- **AUSGANGSTEXT**
Familien haben heute viele zusätzliche Optionen, wie sie ihr Zusammenleben gestalten. Aber es gibt neben neuen Freiräumen auch neue Einschränkungen. Ehe und Kinder behalten den hohen Stellenwert und Väter sind präsenter bei der Erziehung. Der Soziologe Fançois Höpflinger sprach dazu am 19. Juni 2015 an der Uni Fribourg.
Verändert haben sich die zentralen Werte der Familien. Liebe, Nähe und Fürsorge stehen gemäss Umfragen ganz oben auf der Werteskala des familialen Glücks. Die Dauerhaftigkeit der familiären Beziehungen ist dagegen in der von François Höpflinger erwähnten Studie kein Thema, wenn es um Glück geht. Die Beziehungsqualität stehe vor der Rechtsform. Das ermögliche heute eine grosse Vielfalt von Familienformen, welche Aufgaben wie Kindererziehung und die Pflege von Angehörigen übernehmen.
Formen idealer Partnerschaft
Eine Folge der Betonung auf der Beziehungsqualität ist das Verständnis der Familie als einer emotional geprägten Intimgemeinschaft. Aber nicht einer Gemeinschaft, die sich nach aussen abschliesst. Der Kontakt zu einem engeren familiären Umfeld, insbesondere zu Freunden, ist für die Lebensqualität von Paaren und Familien ebenso wichtig wie die Beziehungsqualität innerhalb der Familie, wie Höpflinger mit Studien belegt. Denn eine zu enge Paarbindung wird als problematisch gesehen. Dennoch werden hohe Erwartungen an die Partnerschaft gestellt.

- **BEREITGESTELLTE DATEN**
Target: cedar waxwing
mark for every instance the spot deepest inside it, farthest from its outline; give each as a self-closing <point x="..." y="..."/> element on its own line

- **ZIEL 1**
Welche Werte stehen laut Ausgangstext ganz oben auf der Werteskala des familialen Glücks?
- **ZIEL 2**
Geben Sie aus dem Ausgangstext den Abschnitt von „Familien haben heute“ bis einschließlich „von Angehörigen übernehmen.“ wortgetreu wieder.
Die Auflistung hat keinen Bezug zum Ausgangstext.

- **ENDERGEBNIS 1**
Liebe, Nähe und Fürsorge.

- **ENDERGEBNIS 2**
Familien haben heute viele zusätzliche Optionen, wie sie ihr Zusammenleben gestalten. Aber es gibt neben neuen Freiräumen auch neue Einschränkungen. Ehe und Kinder behalten den hohen Stellenwert und Väter sind präsenter bei der Erziehung. Der Soziologe Fançois Höpflinger sprach dazu am 19. Juni 2015 an der Uni Fribourg.
Verändert haben sich die zentralen Werte der Familien. Liebe, Nähe und Fürsorge stehen gemäss Umfragen ganz oben auf der Werteskala des familialen Glücks. Die Dauerhaftigkeit der familiären Beziehungen ist dagegen in der von François Höpflinger erwähnten Studie kein Thema, wenn es um Glück geht. Die Beziehungsqualität stehe vor der Rechtsform. Das ermögliche heute eine grosse Vielfalt von Familienformen, welche Aufgaben wie Kindererziehung und die Pflege von Angehörigen übernehmen.